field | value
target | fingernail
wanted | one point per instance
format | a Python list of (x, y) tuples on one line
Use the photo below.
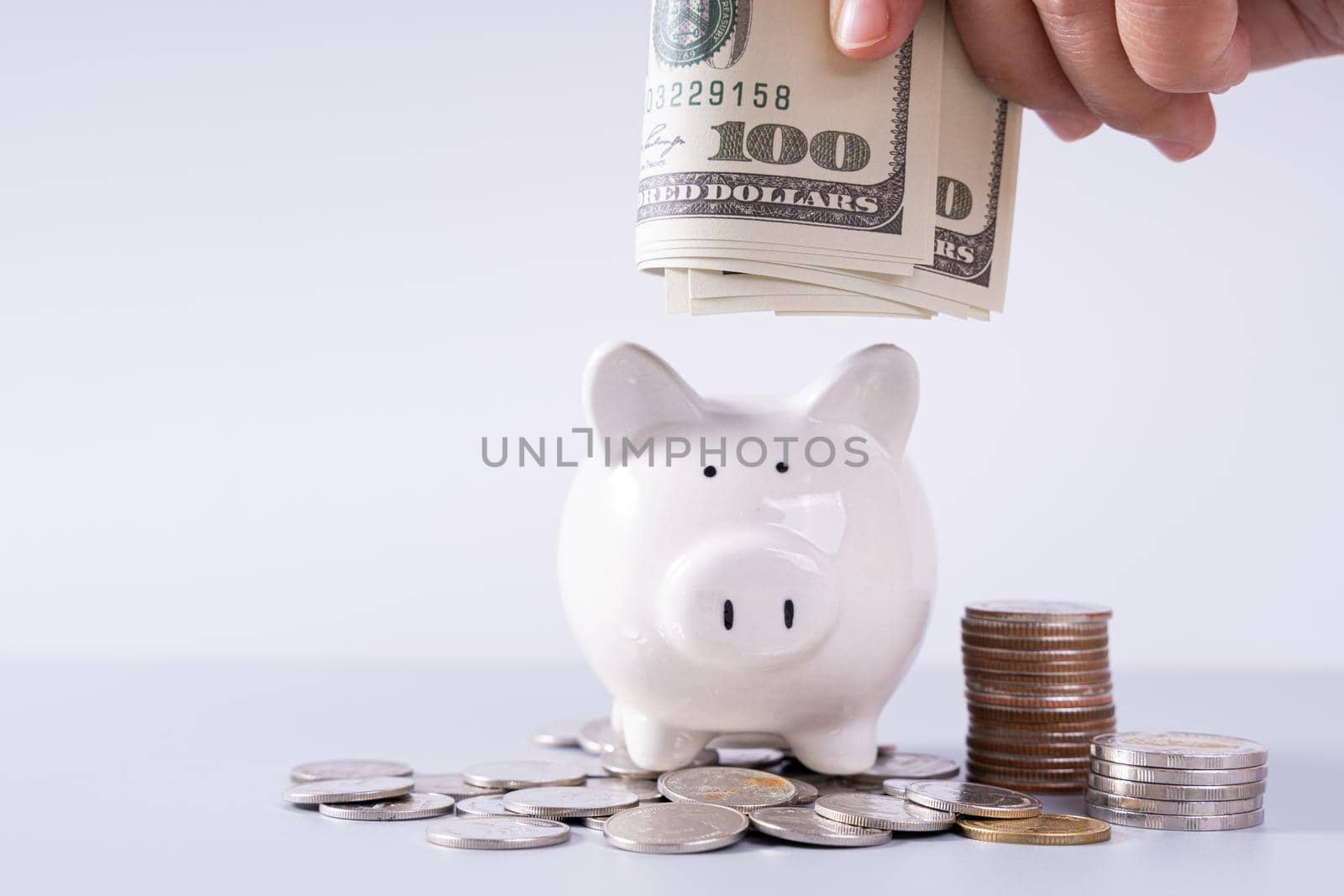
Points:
[(862, 23), (1068, 125), (1173, 149)]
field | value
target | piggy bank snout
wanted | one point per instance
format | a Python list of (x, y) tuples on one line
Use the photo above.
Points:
[(748, 598)]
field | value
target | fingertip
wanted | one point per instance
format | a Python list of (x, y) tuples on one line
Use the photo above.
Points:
[(1198, 134), (873, 29), (1070, 127)]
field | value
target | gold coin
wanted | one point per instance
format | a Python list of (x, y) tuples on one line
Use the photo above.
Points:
[(1042, 674), (1079, 752), (1010, 773), (1030, 736), (1021, 642), (1037, 689), (1034, 629), (1035, 701), (1028, 786), (1047, 829)]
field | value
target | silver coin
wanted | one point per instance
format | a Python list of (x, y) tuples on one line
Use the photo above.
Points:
[(450, 785), (569, 802), (1173, 792), (490, 806), (1038, 611), (349, 768), (803, 825), (1179, 750), (897, 786), (880, 810), (645, 792), (401, 809), (497, 833), (1200, 777), (909, 765), (749, 741), (561, 734), (748, 757), (598, 736), (347, 790), (978, 801), (837, 783), (743, 789), (1175, 806), (806, 793), (515, 774), (1176, 822), (675, 828), (618, 763)]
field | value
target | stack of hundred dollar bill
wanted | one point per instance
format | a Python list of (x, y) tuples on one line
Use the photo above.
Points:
[(777, 175)]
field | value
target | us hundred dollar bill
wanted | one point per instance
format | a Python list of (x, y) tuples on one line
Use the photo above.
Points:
[(763, 141), (967, 241)]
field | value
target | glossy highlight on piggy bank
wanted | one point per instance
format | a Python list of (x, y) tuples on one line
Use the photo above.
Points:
[(748, 566)]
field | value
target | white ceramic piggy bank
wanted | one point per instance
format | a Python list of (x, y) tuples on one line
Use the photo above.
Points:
[(719, 593)]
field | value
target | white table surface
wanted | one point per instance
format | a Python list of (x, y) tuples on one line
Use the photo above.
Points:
[(165, 778)]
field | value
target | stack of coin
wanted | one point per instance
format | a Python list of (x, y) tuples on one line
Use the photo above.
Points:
[(1038, 691), (1178, 781)]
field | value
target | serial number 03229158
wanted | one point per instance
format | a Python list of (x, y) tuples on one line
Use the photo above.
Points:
[(716, 93)]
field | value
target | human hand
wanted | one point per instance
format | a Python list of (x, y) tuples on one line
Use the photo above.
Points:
[(1142, 66)]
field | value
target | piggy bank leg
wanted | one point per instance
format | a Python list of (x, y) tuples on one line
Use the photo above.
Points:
[(844, 747), (658, 746)]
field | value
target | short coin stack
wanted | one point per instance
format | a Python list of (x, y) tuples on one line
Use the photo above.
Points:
[(1038, 691), (1178, 781)]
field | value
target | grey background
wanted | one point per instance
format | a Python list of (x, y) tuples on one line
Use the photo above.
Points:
[(270, 270)]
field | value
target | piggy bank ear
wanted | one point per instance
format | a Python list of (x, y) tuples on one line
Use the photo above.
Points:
[(877, 390), (628, 389)]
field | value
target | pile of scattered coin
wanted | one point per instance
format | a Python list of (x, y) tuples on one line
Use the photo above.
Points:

•••••

EXERCISE PROMPT:
Turn every line of the records above into a numbered list, skipping any blank lines. Leave the pictures out.

EXPECTED ANSWER:
1. field | value
2. target | fingernail
3. wanted | one point per instance
4. format | a Python list of (x, y) tuples on one line
5. Use the photo below.
6. Points:
7. [(862, 23), (1068, 125), (1173, 149)]
8. field | value
9. target | piggy bank snout
10. wanted | one point per instance
11. format | a Python list of (x, y) tuples on one line
12. Use the photo above.
13. Points:
14. [(748, 598)]
15. field | value
16. target | fingertip
17. wanted | one point per instance
18. format | a Python list of (x, y) tuples on one line
19. Use the photo above.
20. Points:
21. [(1198, 134), (873, 29), (1070, 127)]
22. field | value
23. target | gold coin
24. wanted | one point per instance
25. format | a Python list of (x, y) tuples on one line
26. Use the photo above.
27. Points:
28. [(1042, 674), (1079, 752), (1010, 773), (1030, 736), (1021, 642), (1037, 689), (1034, 629), (1035, 701), (1028, 786), (1047, 829)]
29. field | value
30. target | silver coin
31. wanted | one point per instance
32. format | a Python list of (x, y) tuples on one line
33. Use the photo above.
34. Points:
35. [(450, 785), (569, 802), (1173, 792), (490, 806), (1038, 611), (349, 768), (803, 825), (1179, 750), (897, 786), (880, 810), (645, 792), (401, 809), (497, 833), (1200, 777), (909, 765), (749, 741), (561, 734), (748, 757), (598, 736), (347, 790), (978, 801), (837, 783), (743, 789), (1175, 806), (806, 793), (515, 774), (1176, 822), (675, 828), (618, 763)]
36. field | value
37. target | stack of hundred dollar bill
38. wanted | one point per instance
39. format | a Python list of (x, y) tuples on one line
40. Use the photo above.
41. Points:
42. [(777, 175)]
43. field | value
44. target | us hundred dollar bill
45. wanted | one point per instance
46. format | a Python list of (x, y) tuples on one line
47. Use the photo above.
48. Points:
49. [(763, 141), (967, 241)]
50. field | value
51. target | glossy highlight on piggy bank
52. wanted | one point per instance
53. format | a Python list of (x, y) tuples on one line
54. Use the photo above.
55. Points:
56. [(748, 566)]
57. field | value
58. target | white ceramic piggy bank
59. wanted | one point per instance
60. format | a Python list of (x, y) tuples on one line
61. Use the photo above.
62. Points:
63. [(719, 593)]
64. field | value
65. target | white table surface
66. wanted | one point per instance
67. format | a Python list of (x, y) tuples on one line
68. Use the photo above.
69. Points:
70. [(165, 778)]
71. field | value
72. target | stack of coin
73. wanted | one point per instance
74. format | a Python list of (x, y) tuples on one line
75. Use the photo above.
76. Points:
77. [(1038, 691), (1178, 781)]
78. field | value
79. target | serial number 03229158
80. wanted | one point per instance
81. format | a Python list of (x, y) tuples on one line
82. Use the photo above.
83. Points:
84. [(716, 93)]
85. field | value
86. target | human hand
87. wanted | one point per instance
88. format | a Python list of (x, y) tuples on one line
89. Use the photo above.
90. Points:
91. [(1142, 66)]
92. field | value
93. target | piggy bank leg
94. wanted | one point per instance
95. format | a Python list of (x, y) tuples on one line
96. Use the photo above.
97. Points:
98. [(844, 747), (658, 746)]
99. field | value
100. target | short coin stack
101. wanted | one point per instance
102. format | a Python list of (x, y) tuples on one line
103. Use the photo above.
104. Points:
105. [(1038, 691), (1178, 781)]
106. field | value
107. target | grey background
108. wanted | one point per instance
109. format | a Python list of (x, y) tuples on one line
110. Use the photo above.
111. Points:
112. [(270, 270)]
113. field | value
114. target | piggy bank ear
115. wanted | one point per instance
116. format | a Python list of (x, y) tuples on one line
117. Use the photo above.
118. Points:
119. [(877, 390), (628, 389)]
120. field | value
121. target | pile of scattered coin
122. wanted | one point per instance
123. format | a Python list of (x, y) tuples on one line
124. Use the photo above.
125. Points:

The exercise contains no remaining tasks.